Boost logo

Boost :

From: David A. Greene (greened_at_[hidden])
Date: 2002-01-17 13:13:56


Schoenborn, Oliver wrote:

>>Nope. Spirit is targetted at any C++ programmer who needs to do
>>parsing, which is most of them. Even more so now in the age of the
>>internet and all it's protocols which need to be parsed.
>
> Double Nope, ie yep yep. Spirit is targetted at those who need a grammar,
> not those who need parsing. The simplest kind of parsing has such a simple
> grammar that you can hardly say it has a grammar.

Of course there are cases where a parser generator is not needed.
Anything easily done with cut(1) doesn't need a formally specified
grammar.

But there are many, many tasks where grammars are useful. IMHO
Spirit should absolutely go into Boost provided all of the
issues that come up during review are resolved. It's a real shame
that more programmers don't use parser generators. Lots of time
is being wasted out there.

>>If a programmer doesn't know EBNF, then they are missing an important
>>piece of knowledge, since it's the standard for computer langauge
>>definition.
>
> If a programmer doesn't know Lisp, Scheme, Prolog, Ada, Perl they are also
> missing important pieces of knowledge, because every computer language,
> whether it is for programming or parsing, has something new to teach. That
> doesn't mean everyone ought to know EBNF. From reading the posts of people
> who are familiar with Yacc, it seems that yacc-familiar people forget how
> cryptic yacc is, and hence that in reality, few programmers are familiar
> with it.

YACC is only cryptic to those who don't know about grammars and
syntax-directed translation, which I sadly admit is the great
majority of programmers. More programmers should know this stuff.
Don't focus too much on EBNF. Programmers should learn the
concepts. A grammar is an important computer science concept
in the same way functional programming is an important computer
science concept. The concrete language is secondary.

> Same perhaps with EBNF. If I don't need a grammar, why would I bother
> learning how to formally describe a grammar?

Because you might need one later.

> A big problem in software maintenance is that code uses tools too

> complex for the average programmer.

In my experience the bigger problem is that such tools are often
custom and proprietary.

> When do I really *need* complex grammar? Only when I need to express
> complex relationships. Yet software should keep relationships as simple as
> possible. Clearly, if you're building a compiler, you have no choice, you
> *need* a complex grammar: the complexity of the grammar will allow for more
> complex problems to be solved. But the average information parsing, this is
> complete overkill, see below.

What do you define as "average?" It turns out that command-line
processing is not particularly easy. Witness all of the discussion
about what formats should be supported, allowances for parser
extension, etc. Software relationships should be as simple as
possible, but no simpler.

>>Spirit is aimed to be a general parsing framework. It is not aimed to
>>be a simple command line parser.
>
> Hmm, most other posts argued otherwise.

No, many other posts argues that Spirit's flexibility makes it
a good candidate for command-line processing. Genericity does
not preclude application to a specialized task.

⁂

▶ [PROBLEMS]
1. Return the passage of the Boost mailing-list post between "But there are" and "wasted out there.", inclusive.
2. In the Boost mailing-list post above, list every language named in the sentence that begins "If a programmer doesn't know Lisp".

▶ [INFORMATION SUPPLIED]
⁂

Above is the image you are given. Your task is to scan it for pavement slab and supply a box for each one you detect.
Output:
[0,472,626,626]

⁂

▶ [SOLUTIONS PER TASK]
1.
But there are many, many tasks where grammars are useful. IMHO
Spirit should absolutely go into Boost provided all of the
issues that come up during review are resolved. It's a real shame
that more programmers don't use parser generators. Lots of time
is being wasted out there.

2.
Lisp
Scheme
Prolog
Ada
Perl